··· Records supplied
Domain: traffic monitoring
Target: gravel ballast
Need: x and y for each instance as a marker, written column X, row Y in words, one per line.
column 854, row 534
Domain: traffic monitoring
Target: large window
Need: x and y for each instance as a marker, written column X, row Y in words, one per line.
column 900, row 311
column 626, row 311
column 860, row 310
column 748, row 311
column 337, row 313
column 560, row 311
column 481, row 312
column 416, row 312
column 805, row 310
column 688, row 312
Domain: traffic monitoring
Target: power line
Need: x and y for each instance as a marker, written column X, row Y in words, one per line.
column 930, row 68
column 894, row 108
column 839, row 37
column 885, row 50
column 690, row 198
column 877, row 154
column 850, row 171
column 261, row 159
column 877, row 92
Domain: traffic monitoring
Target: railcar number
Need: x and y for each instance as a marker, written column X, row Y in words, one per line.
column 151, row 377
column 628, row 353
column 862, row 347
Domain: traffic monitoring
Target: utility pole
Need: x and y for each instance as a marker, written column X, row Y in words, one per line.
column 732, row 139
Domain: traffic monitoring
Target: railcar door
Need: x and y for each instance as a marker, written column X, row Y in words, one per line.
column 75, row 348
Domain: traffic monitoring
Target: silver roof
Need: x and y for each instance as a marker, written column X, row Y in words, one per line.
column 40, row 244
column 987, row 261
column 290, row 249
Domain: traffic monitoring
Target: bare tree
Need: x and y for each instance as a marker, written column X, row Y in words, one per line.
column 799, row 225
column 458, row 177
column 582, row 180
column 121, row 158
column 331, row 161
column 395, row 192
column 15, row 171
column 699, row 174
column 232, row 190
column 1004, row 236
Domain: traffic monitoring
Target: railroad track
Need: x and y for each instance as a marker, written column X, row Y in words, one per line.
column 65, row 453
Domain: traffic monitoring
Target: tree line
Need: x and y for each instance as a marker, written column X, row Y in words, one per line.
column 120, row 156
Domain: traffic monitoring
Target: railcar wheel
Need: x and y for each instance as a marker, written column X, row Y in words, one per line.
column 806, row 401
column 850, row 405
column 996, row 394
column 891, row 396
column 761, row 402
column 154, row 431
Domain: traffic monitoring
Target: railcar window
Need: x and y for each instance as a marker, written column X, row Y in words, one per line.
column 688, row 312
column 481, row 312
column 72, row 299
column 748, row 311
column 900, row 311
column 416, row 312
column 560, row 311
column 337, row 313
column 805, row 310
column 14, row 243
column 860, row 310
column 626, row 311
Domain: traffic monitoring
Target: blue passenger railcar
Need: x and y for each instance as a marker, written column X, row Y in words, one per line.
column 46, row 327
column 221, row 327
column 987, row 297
······
[To do]: Take the material above and reproduce it word for word.

[Output below]:
Domain: traffic monitoring
Target: gravel ballast
Need: x and y for each instance as a marker, written column X, row Y in words, one per line.
column 854, row 534
Domain: traffic monitoring
Target: large window
Need: x and y for each instance as a marker, written column X, row Y in words, one per line.
column 900, row 311
column 626, row 311
column 860, row 310
column 748, row 311
column 337, row 313
column 560, row 311
column 481, row 312
column 416, row 312
column 805, row 310
column 688, row 312
Domain: traffic monitoring
Target: power line
Need: x and y for each instance as a marker, written column X, row Y in words, one per line.
column 930, row 68
column 894, row 108
column 839, row 37
column 885, row 50
column 690, row 198
column 877, row 154
column 850, row 171
column 261, row 159
column 877, row 92
Domain: traffic monitoring
Target: railcar number
Need: x and y for each instance as a marker, written column X, row Y in words, one per line.
column 151, row 377
column 628, row 353
column 862, row 347
Domain: traffic monitoring
Target: utility pole
Need: x and y for each instance as a marker, written column X, row Y in words, one per line.
column 732, row 139
Domain: traffic monitoring
Target: railcar door
Need: x and y for each instance as a marker, written column X, row Y in words, one per line.
column 75, row 348
Domain: traffic monitoring
Target: silver roof
Need: x and y for each instance as a marker, written column X, row Y in words, one per line.
column 40, row 244
column 987, row 261
column 290, row 249
Domain: traffic monitoring
Target: bare tree
Need: x and y for each instance as a marker, written column X, row Y in words, one per line.
column 799, row 225
column 458, row 177
column 582, row 180
column 121, row 158
column 331, row 161
column 395, row 192
column 15, row 171
column 699, row 174
column 232, row 190
column 1004, row 236
Domain: traffic monitoring
Target: railroad track
Need: x and y for each instance as a marker, written column X, row Y in words, one per line.
column 65, row 453
Domain: traffic monitoring
Target: tree line
Need: x and y for each instance as a marker, written column X, row Y in words, one per line.
column 120, row 156
Domain: traffic monitoring
Target: railcar wheel
Need: x and y for each instance as a marker, written column X, row Y in words, one per line.
column 806, row 401
column 850, row 405
column 996, row 394
column 891, row 396
column 761, row 402
column 154, row 431
Domain: traffic monitoring
Target: railcar window
Need: x and y for each instance as a marker, written column X, row Y in words, one per line.
column 688, row 312
column 481, row 312
column 72, row 299
column 748, row 311
column 900, row 311
column 416, row 312
column 560, row 311
column 337, row 313
column 805, row 310
column 14, row 243
column 860, row 310
column 626, row 311
Domain: traffic monitoring
Target: blue passenger railcar
Need: x and y for each instance as a marker, written column X, row Y in words, one per line.
column 46, row 327
column 221, row 327
column 987, row 297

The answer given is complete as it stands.